= Aim of the exercise =
After finding the line with "point_to(query) locates the asphalt" in the entries below, retype exactly each line from there through the line with "point_to(query) locates the blue truck", including that final line.

Extracted data entries
>>>>>

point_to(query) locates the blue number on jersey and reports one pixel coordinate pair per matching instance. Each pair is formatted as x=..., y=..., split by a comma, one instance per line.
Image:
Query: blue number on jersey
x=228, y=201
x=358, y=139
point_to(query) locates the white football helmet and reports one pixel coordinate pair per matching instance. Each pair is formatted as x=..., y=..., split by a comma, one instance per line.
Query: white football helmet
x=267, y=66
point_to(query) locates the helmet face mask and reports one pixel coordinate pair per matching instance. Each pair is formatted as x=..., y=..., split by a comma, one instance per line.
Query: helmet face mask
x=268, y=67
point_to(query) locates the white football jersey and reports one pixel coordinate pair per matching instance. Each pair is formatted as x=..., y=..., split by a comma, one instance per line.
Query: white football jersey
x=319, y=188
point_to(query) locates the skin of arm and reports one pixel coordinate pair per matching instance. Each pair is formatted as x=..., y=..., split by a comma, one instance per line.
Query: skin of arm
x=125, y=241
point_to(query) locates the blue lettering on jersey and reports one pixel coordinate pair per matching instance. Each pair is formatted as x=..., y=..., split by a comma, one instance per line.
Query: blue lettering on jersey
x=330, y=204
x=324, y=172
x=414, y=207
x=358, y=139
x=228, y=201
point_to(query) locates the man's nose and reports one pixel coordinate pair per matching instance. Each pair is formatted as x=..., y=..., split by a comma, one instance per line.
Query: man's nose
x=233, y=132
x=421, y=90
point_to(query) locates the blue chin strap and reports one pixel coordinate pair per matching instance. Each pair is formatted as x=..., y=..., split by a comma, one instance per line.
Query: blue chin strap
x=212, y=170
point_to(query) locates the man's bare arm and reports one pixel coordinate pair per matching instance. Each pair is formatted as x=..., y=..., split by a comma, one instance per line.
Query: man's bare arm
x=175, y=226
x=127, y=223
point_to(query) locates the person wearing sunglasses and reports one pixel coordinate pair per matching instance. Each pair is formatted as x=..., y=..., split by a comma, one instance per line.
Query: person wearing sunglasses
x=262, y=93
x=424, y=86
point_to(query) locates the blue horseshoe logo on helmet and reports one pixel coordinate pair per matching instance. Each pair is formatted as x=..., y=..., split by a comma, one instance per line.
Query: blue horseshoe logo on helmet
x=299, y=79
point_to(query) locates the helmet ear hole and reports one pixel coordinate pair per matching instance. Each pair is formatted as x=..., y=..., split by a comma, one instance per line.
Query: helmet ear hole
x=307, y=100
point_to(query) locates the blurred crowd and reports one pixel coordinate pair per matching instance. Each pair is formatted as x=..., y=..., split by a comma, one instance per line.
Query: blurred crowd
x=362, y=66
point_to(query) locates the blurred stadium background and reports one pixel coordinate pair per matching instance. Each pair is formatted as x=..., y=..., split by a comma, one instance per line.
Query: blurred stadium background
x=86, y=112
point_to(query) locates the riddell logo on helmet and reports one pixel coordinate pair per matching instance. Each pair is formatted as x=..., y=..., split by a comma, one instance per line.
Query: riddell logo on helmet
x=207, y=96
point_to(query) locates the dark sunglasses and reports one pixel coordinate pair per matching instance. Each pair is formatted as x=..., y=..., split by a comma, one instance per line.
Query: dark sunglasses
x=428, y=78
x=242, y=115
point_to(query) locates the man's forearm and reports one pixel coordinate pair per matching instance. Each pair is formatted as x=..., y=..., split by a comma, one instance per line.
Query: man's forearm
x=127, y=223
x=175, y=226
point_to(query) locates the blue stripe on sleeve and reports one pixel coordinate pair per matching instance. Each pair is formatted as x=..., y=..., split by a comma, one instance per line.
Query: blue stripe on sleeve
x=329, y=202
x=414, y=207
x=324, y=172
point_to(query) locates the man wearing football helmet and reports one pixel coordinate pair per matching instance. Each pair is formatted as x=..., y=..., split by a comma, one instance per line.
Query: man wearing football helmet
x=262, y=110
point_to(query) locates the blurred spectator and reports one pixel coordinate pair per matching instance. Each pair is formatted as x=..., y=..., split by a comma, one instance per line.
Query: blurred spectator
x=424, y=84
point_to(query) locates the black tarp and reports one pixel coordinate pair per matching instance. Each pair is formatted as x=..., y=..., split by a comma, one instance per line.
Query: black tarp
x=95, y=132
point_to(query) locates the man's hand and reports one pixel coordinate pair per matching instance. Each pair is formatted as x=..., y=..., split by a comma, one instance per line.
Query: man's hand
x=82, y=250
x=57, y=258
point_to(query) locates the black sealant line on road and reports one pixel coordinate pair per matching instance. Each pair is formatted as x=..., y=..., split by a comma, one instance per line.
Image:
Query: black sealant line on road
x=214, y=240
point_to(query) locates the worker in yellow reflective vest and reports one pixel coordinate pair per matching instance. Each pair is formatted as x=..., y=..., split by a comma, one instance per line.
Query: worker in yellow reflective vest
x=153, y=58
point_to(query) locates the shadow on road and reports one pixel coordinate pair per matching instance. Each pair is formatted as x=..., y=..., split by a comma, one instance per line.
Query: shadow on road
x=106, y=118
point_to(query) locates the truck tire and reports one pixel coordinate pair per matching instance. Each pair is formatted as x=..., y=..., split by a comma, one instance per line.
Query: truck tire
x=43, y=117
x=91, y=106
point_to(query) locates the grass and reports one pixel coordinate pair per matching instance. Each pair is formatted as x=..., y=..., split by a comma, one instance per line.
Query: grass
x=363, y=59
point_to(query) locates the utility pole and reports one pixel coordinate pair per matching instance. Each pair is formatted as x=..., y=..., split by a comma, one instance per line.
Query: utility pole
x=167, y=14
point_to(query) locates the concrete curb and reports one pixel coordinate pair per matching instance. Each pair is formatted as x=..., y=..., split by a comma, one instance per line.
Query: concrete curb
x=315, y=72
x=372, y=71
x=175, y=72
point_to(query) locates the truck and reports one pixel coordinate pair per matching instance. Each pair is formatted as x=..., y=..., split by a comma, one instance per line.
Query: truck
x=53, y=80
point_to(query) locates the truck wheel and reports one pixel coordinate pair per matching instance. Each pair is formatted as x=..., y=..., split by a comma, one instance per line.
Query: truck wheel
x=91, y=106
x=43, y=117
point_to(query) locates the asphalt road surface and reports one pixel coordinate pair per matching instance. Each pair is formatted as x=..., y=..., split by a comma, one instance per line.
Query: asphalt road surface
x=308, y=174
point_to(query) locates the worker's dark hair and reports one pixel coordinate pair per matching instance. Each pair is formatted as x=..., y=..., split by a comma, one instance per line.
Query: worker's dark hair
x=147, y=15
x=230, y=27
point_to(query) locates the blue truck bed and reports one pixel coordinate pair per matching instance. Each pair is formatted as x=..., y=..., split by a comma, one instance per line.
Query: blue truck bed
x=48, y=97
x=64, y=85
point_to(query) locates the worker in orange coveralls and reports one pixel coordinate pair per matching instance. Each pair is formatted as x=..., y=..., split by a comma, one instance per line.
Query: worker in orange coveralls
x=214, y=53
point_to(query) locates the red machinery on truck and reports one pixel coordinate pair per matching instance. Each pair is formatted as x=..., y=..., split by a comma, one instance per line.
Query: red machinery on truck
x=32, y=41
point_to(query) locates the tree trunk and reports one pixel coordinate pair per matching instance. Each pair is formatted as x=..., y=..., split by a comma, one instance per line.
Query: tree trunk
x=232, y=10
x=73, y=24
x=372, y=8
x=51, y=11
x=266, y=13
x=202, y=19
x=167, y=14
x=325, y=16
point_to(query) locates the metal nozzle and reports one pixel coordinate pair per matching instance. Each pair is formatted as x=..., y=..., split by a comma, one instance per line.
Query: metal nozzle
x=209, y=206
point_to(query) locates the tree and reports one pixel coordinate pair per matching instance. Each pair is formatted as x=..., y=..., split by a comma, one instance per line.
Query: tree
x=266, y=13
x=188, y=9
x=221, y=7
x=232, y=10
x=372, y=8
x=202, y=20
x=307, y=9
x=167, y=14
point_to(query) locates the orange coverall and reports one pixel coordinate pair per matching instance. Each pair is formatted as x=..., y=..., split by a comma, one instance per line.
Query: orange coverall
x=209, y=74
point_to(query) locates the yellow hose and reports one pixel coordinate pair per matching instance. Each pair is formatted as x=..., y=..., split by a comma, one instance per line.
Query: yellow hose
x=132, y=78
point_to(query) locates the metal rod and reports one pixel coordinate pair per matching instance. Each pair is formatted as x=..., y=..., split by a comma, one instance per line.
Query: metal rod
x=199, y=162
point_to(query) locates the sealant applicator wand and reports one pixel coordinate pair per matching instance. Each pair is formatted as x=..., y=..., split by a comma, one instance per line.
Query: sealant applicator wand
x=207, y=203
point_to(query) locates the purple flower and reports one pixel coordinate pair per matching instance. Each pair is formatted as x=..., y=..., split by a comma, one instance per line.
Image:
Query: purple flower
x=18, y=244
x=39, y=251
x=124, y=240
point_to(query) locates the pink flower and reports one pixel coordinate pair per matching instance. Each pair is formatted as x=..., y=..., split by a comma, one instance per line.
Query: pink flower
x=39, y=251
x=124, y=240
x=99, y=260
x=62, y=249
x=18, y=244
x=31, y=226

<<<<<

= Task solution =
point_to(query) locates the asphalt road surface and reports one pixel coordinate pair per matching instance. Each pair is formatted as x=..., y=..., split by a comma, one instance per line.
Query: asphalt road surface
x=308, y=174
point_to(query) locates the worker's dark hair and reports one pixel coordinate pair per matching instance. Each pair is formatted as x=..., y=..., split by a comma, one instance per line.
Query: worker's dark hair
x=147, y=15
x=230, y=27
point_to(query) locates the blue truck bed and reports one pixel coordinate pair per matching instance. Each pair is formatted as x=..., y=..., split by a comma, one instance per line.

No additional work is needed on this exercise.